▶ [Referring expression pointing data]:
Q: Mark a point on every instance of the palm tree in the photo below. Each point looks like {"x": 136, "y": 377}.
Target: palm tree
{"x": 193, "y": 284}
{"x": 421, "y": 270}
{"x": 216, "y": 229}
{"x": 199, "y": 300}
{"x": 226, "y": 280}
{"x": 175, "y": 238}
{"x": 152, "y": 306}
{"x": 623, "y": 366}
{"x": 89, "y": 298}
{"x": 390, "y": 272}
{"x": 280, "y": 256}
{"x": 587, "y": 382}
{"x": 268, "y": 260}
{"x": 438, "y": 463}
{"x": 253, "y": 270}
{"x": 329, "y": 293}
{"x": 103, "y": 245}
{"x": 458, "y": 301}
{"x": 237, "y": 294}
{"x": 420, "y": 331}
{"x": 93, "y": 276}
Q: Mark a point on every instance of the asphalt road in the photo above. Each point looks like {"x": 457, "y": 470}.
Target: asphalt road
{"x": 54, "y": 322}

▶ [Your objective]:
Beginning with the line that has "Target: palm tree", set down each line through the last one above, exactly, and nothing else.

▶ [Final answer]:
Target: palm tree
{"x": 193, "y": 284}
{"x": 421, "y": 270}
{"x": 216, "y": 229}
{"x": 199, "y": 300}
{"x": 226, "y": 280}
{"x": 175, "y": 238}
{"x": 152, "y": 306}
{"x": 623, "y": 366}
{"x": 89, "y": 298}
{"x": 390, "y": 272}
{"x": 280, "y": 256}
{"x": 587, "y": 382}
{"x": 268, "y": 260}
{"x": 438, "y": 463}
{"x": 253, "y": 270}
{"x": 329, "y": 293}
{"x": 103, "y": 245}
{"x": 458, "y": 301}
{"x": 237, "y": 294}
{"x": 420, "y": 331}
{"x": 93, "y": 276}
Q: Mark a point on every instance of the asphalt road in the photo above. Each point looks like {"x": 457, "y": 470}.
Target: asphalt road
{"x": 54, "y": 322}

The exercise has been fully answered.